══ Supplied data ══

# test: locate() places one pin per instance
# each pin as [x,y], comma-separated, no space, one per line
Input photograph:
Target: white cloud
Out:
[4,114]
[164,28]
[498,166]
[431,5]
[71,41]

═══

Can you reproduce every line of the rows above, requests included, while raising each x and y coordinate in the answers by 132?

> _Written answer_:
# test: locate() places one pin per instance
# each pin as [x,y], comma-separated, no space, one per line
Input photograph:
Target: white cloud
Out:
[136,246]
[296,160]
[630,298]
[563,137]
[203,173]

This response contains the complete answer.